Отрывок
################

Одоевский - Хомякову
<20.1.1859>

  
   По прекрасным стихам твоим, напечатанным в 1-м N "Паруса" (который, к сожалению, дошел до меня слишком поздно), заклю­чаю, любезный друг Алексей Степанович, что ты - сотрудник или соредактор этого курьезного журнала. Объясни же мне, сделай ми­лость, на основании какого татарского кодекса, г. К. Аксаков собла­говолил, на последнем листе нумера, нелепую и шутливую фразу соб­ственного его изделья вложить в уста мне и, таким образом, на старо­сти лет, рядить меня в шуты? ведь это, если перенестись в струю народности, то же, что на кулачном бою запустить свинчатку в рука­вицу. Как все это называется?
   Я довольно равнодушен к нападкам, ибо, по моему убеждению, печатающий, след<овательно>, публичный человек - нечто вроде публичной девки, и потому должен быть готов на всякий трактамент; но и на публичную девку не следует взводить небылицу. Г-н К. Акса­ков уже несколько раз, в разных печатных статьях, ни к селу ни к городу, задевал меня (сколько помнится, раз шесть с походом); я не обращал на это внимания и не хотел из-за такой дребедени тревожить моего старого боевого коня, который, слава те Господи, еще на по­рядках, как потому, что уже более 10 лет не печатал почти ни одной строки, так и всего более потому, что Аксаков был всегда в опале; по деликатству, не хотелось мне нападать на человека под гнетом - это не в моих правилах. Г-н К. Аксаков не понял моего деликатства точ­но так же, как не понимает ни русского народа, ни его потребностей, ни телесных, ни душевных; в благодарность 1 N "Паруса" уж не за­девает меня, а просто норовит кулаком: выписывает мое имя всеми буквами и, без дальних околич­ностей, ставит возле него галиматейную, гаерскую фразу, да еще для лучшего убеждения читателей, что эта фраза - действительно моя, приставляет к ней водяные знаки. - При такой обстановке, лукавое слово "почти" - ничего не значит; в глазах читателя, шутовская фраза остается привязанною к моему име­ни. - Это уж из рук вон!
   Всего отраднее то, что мои старые друзья, участвующие в "Пару­се", нисколько не возмутились подобною гадостью; N 2 вышел без­мятежно, без оговорки, как ни в чем не бывало. Да они, я чаю, и сами уверены, что глупая фраза действительно находится где-нибудь в одной из 4-х книжек "Сельского чтения", которого они не удостои­ли и прочтением. Что им нужды! другое дело - если б речь зашла о честном имени Бовы Королевича или Еруслана Лазаревича!

################

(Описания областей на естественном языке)
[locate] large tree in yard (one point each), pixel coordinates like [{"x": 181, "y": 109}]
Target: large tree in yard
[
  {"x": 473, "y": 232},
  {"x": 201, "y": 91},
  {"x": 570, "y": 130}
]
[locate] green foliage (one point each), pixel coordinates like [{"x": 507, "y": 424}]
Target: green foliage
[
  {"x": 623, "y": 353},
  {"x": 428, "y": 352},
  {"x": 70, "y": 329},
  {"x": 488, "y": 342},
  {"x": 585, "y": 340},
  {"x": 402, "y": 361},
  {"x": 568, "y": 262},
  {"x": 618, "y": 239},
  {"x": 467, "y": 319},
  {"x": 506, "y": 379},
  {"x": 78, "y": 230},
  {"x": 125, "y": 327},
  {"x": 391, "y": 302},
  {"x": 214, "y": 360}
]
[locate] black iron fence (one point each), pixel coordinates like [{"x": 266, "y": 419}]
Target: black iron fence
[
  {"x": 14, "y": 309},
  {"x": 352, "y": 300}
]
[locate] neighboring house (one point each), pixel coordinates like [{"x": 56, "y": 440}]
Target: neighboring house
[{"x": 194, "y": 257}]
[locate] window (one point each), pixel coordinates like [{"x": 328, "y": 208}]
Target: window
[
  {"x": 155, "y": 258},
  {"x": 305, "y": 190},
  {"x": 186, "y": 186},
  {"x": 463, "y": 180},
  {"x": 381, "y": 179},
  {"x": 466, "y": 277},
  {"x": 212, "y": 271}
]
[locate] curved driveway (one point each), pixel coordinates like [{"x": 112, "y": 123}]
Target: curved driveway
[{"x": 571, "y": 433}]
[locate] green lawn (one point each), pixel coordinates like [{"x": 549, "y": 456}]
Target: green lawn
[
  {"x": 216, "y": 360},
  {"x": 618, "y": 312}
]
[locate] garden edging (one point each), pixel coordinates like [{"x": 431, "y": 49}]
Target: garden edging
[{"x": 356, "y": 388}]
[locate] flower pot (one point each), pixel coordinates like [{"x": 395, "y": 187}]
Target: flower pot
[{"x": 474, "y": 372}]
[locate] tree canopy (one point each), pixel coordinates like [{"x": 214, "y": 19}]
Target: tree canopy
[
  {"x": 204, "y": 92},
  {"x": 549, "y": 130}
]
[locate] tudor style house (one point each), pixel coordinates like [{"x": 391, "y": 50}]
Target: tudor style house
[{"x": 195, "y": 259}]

################

Задача
Выпишите, пожалуйста, дословно ту часть письма, которая начинается словами «Всего отраднее то, что» и заканчивается словами «или Еруслана Лазаревича!». Опирайтесь только на само письмо.

Решение
Всего отраднее то, что мои старые друзья, участвующие в "Пару­се", нисколько не возмутились подобною гадостью; N 2 вышел без­мятежно, без оговорки, как ни в чем не бывало. Да они, я чаю, и сами уверены, что глупая фраза действительно находится где-нибудь в одной из 4-х книжек "Сельского чтения", которого они не удостои­ли и прочтением. Что им нужды! другое дело - если б речь зашла о честном имени Бовы Королевича или Еруслана Лазаревича!